Dataset excerpts on pointing at objects:
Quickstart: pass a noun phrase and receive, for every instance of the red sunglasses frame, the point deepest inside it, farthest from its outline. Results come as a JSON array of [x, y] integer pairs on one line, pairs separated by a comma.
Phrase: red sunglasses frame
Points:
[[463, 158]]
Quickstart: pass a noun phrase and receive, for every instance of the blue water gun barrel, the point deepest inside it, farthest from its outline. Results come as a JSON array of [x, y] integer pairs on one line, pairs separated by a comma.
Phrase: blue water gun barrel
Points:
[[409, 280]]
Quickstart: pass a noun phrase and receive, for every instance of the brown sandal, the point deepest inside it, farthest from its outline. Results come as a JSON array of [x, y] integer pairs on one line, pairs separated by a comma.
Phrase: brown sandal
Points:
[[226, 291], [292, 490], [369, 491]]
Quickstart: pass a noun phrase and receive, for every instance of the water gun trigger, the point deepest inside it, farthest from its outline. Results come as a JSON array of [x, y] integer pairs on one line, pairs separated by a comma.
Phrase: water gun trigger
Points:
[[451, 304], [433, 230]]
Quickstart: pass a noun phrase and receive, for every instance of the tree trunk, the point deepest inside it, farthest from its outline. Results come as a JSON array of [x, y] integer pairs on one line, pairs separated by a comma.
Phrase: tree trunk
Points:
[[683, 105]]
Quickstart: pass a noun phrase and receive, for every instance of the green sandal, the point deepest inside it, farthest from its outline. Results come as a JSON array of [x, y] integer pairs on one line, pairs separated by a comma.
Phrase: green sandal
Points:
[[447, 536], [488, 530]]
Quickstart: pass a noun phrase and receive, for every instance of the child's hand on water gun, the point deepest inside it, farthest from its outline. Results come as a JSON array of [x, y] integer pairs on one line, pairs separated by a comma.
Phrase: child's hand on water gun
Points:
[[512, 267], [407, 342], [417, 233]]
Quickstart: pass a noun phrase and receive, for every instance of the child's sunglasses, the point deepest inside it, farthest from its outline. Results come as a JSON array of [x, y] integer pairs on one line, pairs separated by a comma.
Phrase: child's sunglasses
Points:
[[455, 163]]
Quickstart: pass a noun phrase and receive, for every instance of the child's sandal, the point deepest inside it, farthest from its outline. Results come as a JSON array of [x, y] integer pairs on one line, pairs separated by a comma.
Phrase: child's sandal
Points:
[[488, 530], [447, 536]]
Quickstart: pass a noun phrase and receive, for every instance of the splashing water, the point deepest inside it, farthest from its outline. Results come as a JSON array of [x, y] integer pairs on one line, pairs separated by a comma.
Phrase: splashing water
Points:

* GIVEN EXERCISE:
Render the records above as a JSON list of strings, with one string per line and any blank lines left out.

* WORKED ANSWER:
[
  "Quickstart: pass a noun phrase and receive, for every instance of the red sunglasses frame, the point deepest inside it, farthest from its outline. Results come as a JSON array of [x, y] integer pairs on one line, pairs separated by a comma.",
  "Phrase: red sunglasses frame",
  "Points:",
  "[[463, 158]]",
  "Quickstart: pass a noun phrase and receive, for every instance of the blue water gun barrel, the point deepest inside it, farthest from its outline. Results come as a JSON array of [x, y] integer pairs on one line, pairs separated by a comma.",
  "Phrase: blue water gun barrel",
  "Points:",
  "[[409, 280]]",
  "Quickstart: pass a noun phrase and receive, for every instance of the brown sandal, the point deepest inside it, farthest from its outline. Results come as a JSON array of [x, y] integer pairs on one line, pairs separated by a comma.",
  "Phrase: brown sandal",
  "Points:",
  "[[226, 291], [292, 490], [369, 491]]",
  "Quickstart: pass a noun phrase and receive, for every instance of the water gun trigger, the point deepest inside it, farthest from its outline. Results come as a JSON array of [x, y] integer pairs on one line, pairs separated by a comma.",
  "Phrase: water gun trigger",
  "Points:",
  "[[451, 304], [433, 230]]",
  "Quickstart: pass a noun phrase and receive, for every instance of the tree trunk, the point deepest inside it, farthest from its outline. Results come as a JSON array of [x, y] integer pairs on one line, pairs separated by a comma.",
  "Phrase: tree trunk",
  "Points:",
  "[[683, 105]]",
  "Quickstart: pass a noun phrase and receive, for every instance of the green sandal, the point deepest inside it, farthest from its outline. Results come as a JSON array of [x, y] integer pairs on one line, pairs separated by a comma.",
  "Phrase: green sandal",
  "Points:",
  "[[447, 536], [488, 530]]",
  "Quickstart: pass a noun phrase and receive, for every instance of the child's hand on water gun, the point deepest inside it, farthest from its outline. Results come as a JSON array of [x, y] integer pairs on one line, pairs separated by a comma.",
  "Phrase: child's hand on water gun",
  "Points:",
  "[[512, 267], [407, 342], [417, 233]]",
  "Quickstart: pass a noun phrase and receive, for every instance of the child's sunglasses, the point deepest inside it, farthest from its outline. Results come as a JSON array of [x, y] integer pairs on one line, pairs separated by a comma.",
  "Phrase: child's sunglasses",
  "Points:",
  "[[455, 163]]",
  "Quickstart: pass a noun phrase and receive, for every instance of the child's sandal, the point deepest inside it, farthest from its outline. Results come as a JSON array of [x, y] integer pairs on one line, pairs separated by a comma.",
  "Phrase: child's sandal",
  "Points:",
  "[[488, 530], [447, 536]]",
  "Quickstart: pass a noun phrase and receive, for every instance of the splashing water, the point deepest inside it, farthest from its outline. Results come as a JSON array of [x, y] integer pairs on one line, pairs separated by a comma.",
  "Phrase: splashing water",
  "Points:"
]